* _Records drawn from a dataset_
____________________

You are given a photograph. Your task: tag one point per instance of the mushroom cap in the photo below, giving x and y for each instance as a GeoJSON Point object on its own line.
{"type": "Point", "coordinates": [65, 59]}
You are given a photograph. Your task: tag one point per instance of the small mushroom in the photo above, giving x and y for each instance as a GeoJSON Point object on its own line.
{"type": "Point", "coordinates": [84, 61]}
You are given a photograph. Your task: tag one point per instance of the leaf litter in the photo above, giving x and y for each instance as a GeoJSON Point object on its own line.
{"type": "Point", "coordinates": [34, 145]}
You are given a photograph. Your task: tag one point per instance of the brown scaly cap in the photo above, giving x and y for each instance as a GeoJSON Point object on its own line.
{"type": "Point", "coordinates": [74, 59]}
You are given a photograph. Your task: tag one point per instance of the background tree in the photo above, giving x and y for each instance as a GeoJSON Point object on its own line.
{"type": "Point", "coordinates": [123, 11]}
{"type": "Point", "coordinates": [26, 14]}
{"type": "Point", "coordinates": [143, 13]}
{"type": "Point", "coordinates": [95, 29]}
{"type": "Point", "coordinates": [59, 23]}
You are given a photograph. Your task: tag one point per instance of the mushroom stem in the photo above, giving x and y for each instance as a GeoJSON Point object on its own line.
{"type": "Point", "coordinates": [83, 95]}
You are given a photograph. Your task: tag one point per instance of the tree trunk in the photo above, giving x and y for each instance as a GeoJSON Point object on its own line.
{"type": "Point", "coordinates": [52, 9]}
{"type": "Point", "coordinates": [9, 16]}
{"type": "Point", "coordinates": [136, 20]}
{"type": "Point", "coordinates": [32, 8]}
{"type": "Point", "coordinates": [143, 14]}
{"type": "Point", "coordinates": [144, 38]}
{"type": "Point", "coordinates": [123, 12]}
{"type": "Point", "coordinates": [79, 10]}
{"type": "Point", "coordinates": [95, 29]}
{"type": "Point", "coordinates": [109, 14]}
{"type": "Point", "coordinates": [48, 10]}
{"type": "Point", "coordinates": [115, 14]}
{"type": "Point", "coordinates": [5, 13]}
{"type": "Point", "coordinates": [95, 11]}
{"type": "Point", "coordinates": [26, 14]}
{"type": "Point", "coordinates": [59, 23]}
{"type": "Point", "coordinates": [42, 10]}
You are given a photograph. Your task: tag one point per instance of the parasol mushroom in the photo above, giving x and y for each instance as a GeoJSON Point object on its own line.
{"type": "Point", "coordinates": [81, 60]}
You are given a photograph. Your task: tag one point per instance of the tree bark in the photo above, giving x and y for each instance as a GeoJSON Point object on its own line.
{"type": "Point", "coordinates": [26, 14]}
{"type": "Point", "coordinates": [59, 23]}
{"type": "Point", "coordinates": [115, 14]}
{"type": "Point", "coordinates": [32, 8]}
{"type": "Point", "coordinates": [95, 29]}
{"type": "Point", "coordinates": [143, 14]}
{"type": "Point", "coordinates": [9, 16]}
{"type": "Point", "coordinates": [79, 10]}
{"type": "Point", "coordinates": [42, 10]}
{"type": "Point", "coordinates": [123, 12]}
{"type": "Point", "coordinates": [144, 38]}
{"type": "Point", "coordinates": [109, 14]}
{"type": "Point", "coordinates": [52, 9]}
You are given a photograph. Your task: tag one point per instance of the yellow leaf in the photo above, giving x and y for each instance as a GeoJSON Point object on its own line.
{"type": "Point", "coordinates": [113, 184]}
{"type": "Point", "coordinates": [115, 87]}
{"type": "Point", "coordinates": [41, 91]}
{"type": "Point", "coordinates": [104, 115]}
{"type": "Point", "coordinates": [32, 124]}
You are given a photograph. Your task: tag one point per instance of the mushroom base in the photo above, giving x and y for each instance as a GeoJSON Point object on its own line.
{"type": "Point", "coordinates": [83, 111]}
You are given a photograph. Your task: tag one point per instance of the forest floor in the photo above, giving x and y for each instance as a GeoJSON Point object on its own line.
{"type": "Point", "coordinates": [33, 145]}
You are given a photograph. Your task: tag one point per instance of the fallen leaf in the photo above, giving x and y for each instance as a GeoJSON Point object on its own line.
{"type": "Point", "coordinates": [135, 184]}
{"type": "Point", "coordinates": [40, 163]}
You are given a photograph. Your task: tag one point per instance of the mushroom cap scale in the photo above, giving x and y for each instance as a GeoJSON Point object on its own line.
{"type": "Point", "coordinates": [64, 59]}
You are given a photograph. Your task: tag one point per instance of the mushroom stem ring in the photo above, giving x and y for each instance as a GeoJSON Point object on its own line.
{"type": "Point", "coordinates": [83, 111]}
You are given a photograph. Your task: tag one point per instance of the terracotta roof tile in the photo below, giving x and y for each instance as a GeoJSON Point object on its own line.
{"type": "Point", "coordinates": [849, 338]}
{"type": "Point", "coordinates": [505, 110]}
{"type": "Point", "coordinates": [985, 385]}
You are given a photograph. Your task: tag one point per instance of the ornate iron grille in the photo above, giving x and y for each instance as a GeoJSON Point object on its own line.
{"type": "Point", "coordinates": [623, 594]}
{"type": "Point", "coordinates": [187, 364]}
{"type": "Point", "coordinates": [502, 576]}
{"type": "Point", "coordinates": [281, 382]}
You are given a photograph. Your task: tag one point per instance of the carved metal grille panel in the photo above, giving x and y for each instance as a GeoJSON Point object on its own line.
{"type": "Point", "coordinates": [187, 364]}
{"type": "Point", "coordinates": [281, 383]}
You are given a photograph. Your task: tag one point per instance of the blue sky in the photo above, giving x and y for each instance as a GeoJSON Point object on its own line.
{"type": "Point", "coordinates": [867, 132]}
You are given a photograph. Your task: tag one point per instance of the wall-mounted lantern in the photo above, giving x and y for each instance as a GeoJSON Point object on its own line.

____________________

* _Work item_
Each entry must appear again in the answer exactly as written.

* _Your response_
You are given a photograph. Your task: tag one point per instance of the mushroom cap in the photo below, giving x and y for each instance as a GeoJSON Point object on its own line.
{"type": "Point", "coordinates": [65, 59]}
You are given a photograph. Your task: tag one point per instance of the small mushroom in the photo above, giving x and y for each instance as a GeoJSON Point object on its own line.
{"type": "Point", "coordinates": [84, 61]}
You are given a photograph. Your task: tag one point per instance of the leaf litter in the photo above, giving x and y for each instance as a GeoJSON Point object on its own line.
{"type": "Point", "coordinates": [34, 145]}
You are given a photograph. Your task: tag one point per instance of the brown scaly cap in the photo above, giving x and y for each instance as a GeoJSON Point object on its own line.
{"type": "Point", "coordinates": [74, 59]}
You are given a photograph. Your task: tag one point per instance of the background tree in the photo above, giving x and y for each instance as a GeoJSON Point object on its own line.
{"type": "Point", "coordinates": [123, 11]}
{"type": "Point", "coordinates": [26, 14]}
{"type": "Point", "coordinates": [143, 13]}
{"type": "Point", "coordinates": [95, 29]}
{"type": "Point", "coordinates": [59, 23]}
You are given a photograph. Your task: tag one point per instance of the mushroom stem in the photo above, giving x and y for each instance as a GeoJSON Point object on its own line.
{"type": "Point", "coordinates": [83, 95]}
You are given a photograph. Your task: tag one point per instance of the tree trunk in the photo above, giving x and y for each instance as a GeoJSON Point object on its own line.
{"type": "Point", "coordinates": [52, 9]}
{"type": "Point", "coordinates": [9, 16]}
{"type": "Point", "coordinates": [136, 20]}
{"type": "Point", "coordinates": [32, 8]}
{"type": "Point", "coordinates": [143, 14]}
{"type": "Point", "coordinates": [144, 38]}
{"type": "Point", "coordinates": [123, 12]}
{"type": "Point", "coordinates": [79, 10]}
{"type": "Point", "coordinates": [95, 29]}
{"type": "Point", "coordinates": [109, 14]}
{"type": "Point", "coordinates": [48, 10]}
{"type": "Point", "coordinates": [115, 14]}
{"type": "Point", "coordinates": [5, 13]}
{"type": "Point", "coordinates": [95, 11]}
{"type": "Point", "coordinates": [26, 14]}
{"type": "Point", "coordinates": [59, 23]}
{"type": "Point", "coordinates": [42, 10]}
You are given a photograph. Your task: tag one point per instance of the parasol mushroom in the photo above, giving x and y for each instance as a GeoJSON Point object on its own line.
{"type": "Point", "coordinates": [81, 60]}
You are given a photograph. Your task: tag one point per instance of the tree bark in the photo above, giving x and y for each instance as a GeoJSON Point object on its own line.
{"type": "Point", "coordinates": [26, 14]}
{"type": "Point", "coordinates": [59, 23]}
{"type": "Point", "coordinates": [115, 14]}
{"type": "Point", "coordinates": [32, 8]}
{"type": "Point", "coordinates": [95, 29]}
{"type": "Point", "coordinates": [143, 14]}
{"type": "Point", "coordinates": [9, 16]}
{"type": "Point", "coordinates": [79, 10]}
{"type": "Point", "coordinates": [42, 10]}
{"type": "Point", "coordinates": [123, 12]}
{"type": "Point", "coordinates": [144, 38]}
{"type": "Point", "coordinates": [109, 14]}
{"type": "Point", "coordinates": [52, 9]}
You are given a photograph. Your task: tag one point per instance of the yellow leaf in the photo above, giving x and y for each instance as a GeoJSON Point object on its own line.
{"type": "Point", "coordinates": [113, 184]}
{"type": "Point", "coordinates": [115, 87]}
{"type": "Point", "coordinates": [41, 91]}
{"type": "Point", "coordinates": [104, 115]}
{"type": "Point", "coordinates": [32, 124]}
You are given a photograph. Your task: tag one point per instance of the mushroom base in the photo above, giving x and y for each instance as a GeoJSON Point object on its own line.
{"type": "Point", "coordinates": [83, 111]}
You are given a photograph. Your task: tag one point per instance of the forest floor in the photo above, giving x and y for each instance as a GeoJSON Point object on its own line.
{"type": "Point", "coordinates": [33, 145]}
You are given a photograph. Your task: tag one point per instance of the fallen leaf in the photo above, giving x and y for each instance as a GeoJSON Point object on its own line.
{"type": "Point", "coordinates": [135, 184]}
{"type": "Point", "coordinates": [40, 163]}
You are given a photograph. Your task: tag one point per instance of the mushroom cap scale in the photo above, giving x and y for each instance as a GeoJSON Point object on its own line.
{"type": "Point", "coordinates": [64, 59]}
You are given a photograph. Your task: tag one point per instance of the mushroom stem ring in the photo above, giving x and y for each instance as a GeoJSON Point object on its own line.
{"type": "Point", "coordinates": [83, 111]}
You are given a photograph. Your task: tag one point per instance of the terracotta roof tile in the photo below, giving x and y for each instance as a GeoJSON Point object on its own line.
{"type": "Point", "coordinates": [849, 338]}
{"type": "Point", "coordinates": [505, 110]}
{"type": "Point", "coordinates": [985, 385]}
You are given a photograph. Your task: tag one point per instance of the ornate iron grille in the photo above, giving x and y for each instance as a GeoJSON Point object on its own line.
{"type": "Point", "coordinates": [623, 594]}
{"type": "Point", "coordinates": [187, 364]}
{"type": "Point", "coordinates": [502, 576]}
{"type": "Point", "coordinates": [281, 382]}
You are given a photograph. Your task: tag one point per instance of the carved metal grille panel in the photo above, giving x and y for each instance as a GeoJSON Point object on its own line.
{"type": "Point", "coordinates": [187, 364]}
{"type": "Point", "coordinates": [281, 383]}
You are given a photograph. Your task: tag one point per instance of the blue sky in the photo above, giving x and y for each instance as a GeoJSON Point object on its own line.
{"type": "Point", "coordinates": [867, 132]}
You are given a photograph. Your task: tag one point per instance of the wall-mounted lantern in the photo above, giving x and y for each instance as a GeoJSON Point object on its own line.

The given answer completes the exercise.